▶ **Text passage**:
[Start of section]
30 Jan 2015
Today we’re excited to announce the release of Guacamole, a variant calling platform that can run an order of magnitude faster than existing solutions and allows for faster iteration on variant calling algorithms.
Background
Variant calling, the process of identifying differences between two or more genomes, is an important stage in many genome analysis pipelines.
Human genomes are commonly sequenced as billions of overlapping short reads that are aligned in ways that maximize agreement about the underlying base pairs, but the data is typically noisy enough that many positions show evidence of being two or more values:
(A, C, or T?)
In addition, at hundreds of gigabytes of data per genome, a typical variant caller only attempts to process a few genomes and can take hours to run. This has slowed the development of better variant callers; who wants to tweak parameters and experiment on algorithms with a turn-around time of hours?
[End of section]
▶ **Exercises to complete**:
(1) Return the part of the Guacamole announcement from "30 Jan 2015" up to and including "genome analysis pipelines.".
(2) Answer these questions from the Guacamole announcement.
(a) What date appears at the top?
(b) How does the text define variant calling?
(c) How much data per genome does the text mention?

▶ **Data extracts**:
[Start of section]
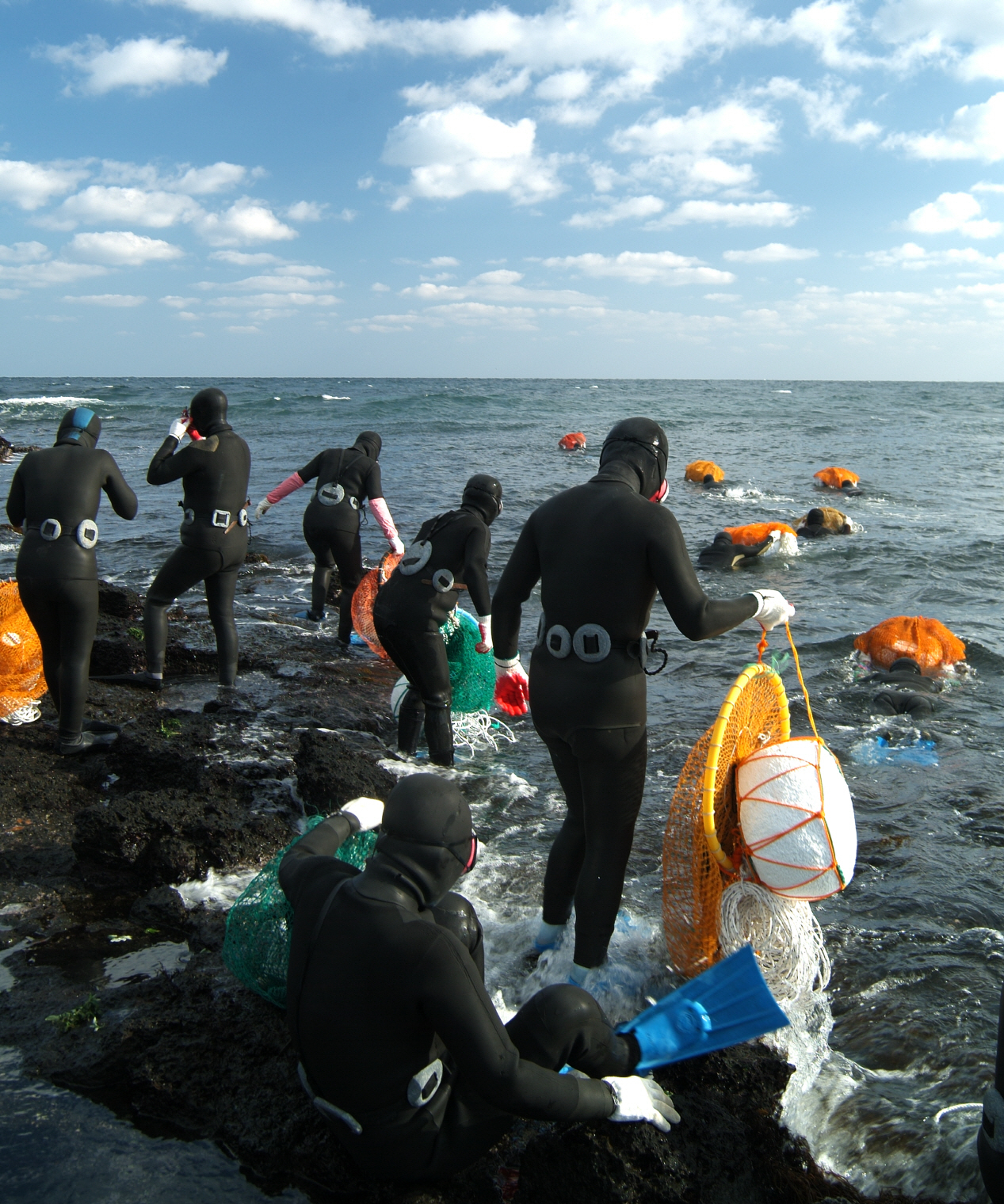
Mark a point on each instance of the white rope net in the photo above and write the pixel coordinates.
[End of section]
[Start of section]
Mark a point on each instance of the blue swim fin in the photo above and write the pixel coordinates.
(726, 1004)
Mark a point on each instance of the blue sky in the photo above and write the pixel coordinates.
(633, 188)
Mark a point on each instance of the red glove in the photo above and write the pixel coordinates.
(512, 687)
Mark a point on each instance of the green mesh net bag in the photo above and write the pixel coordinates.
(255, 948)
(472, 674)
[End of section]
▶ **Answers in order**:
(1)
30 Jan 2015
Today we’re excited to announce the release of Guacamole, a variant calling platform that can run an order of magnitude faster than existing solutions and allows for faster iteration on variant calling algorithms.
Background
Variant calling, the process of identifying differences between two or more genomes, is an important stage in many genome analysis pipelines.

(2)
(a) 30 Jan 2015
(b) Variant calling is the process of identifying differences between two or more genomes.
(c) Hundreds of gigabytes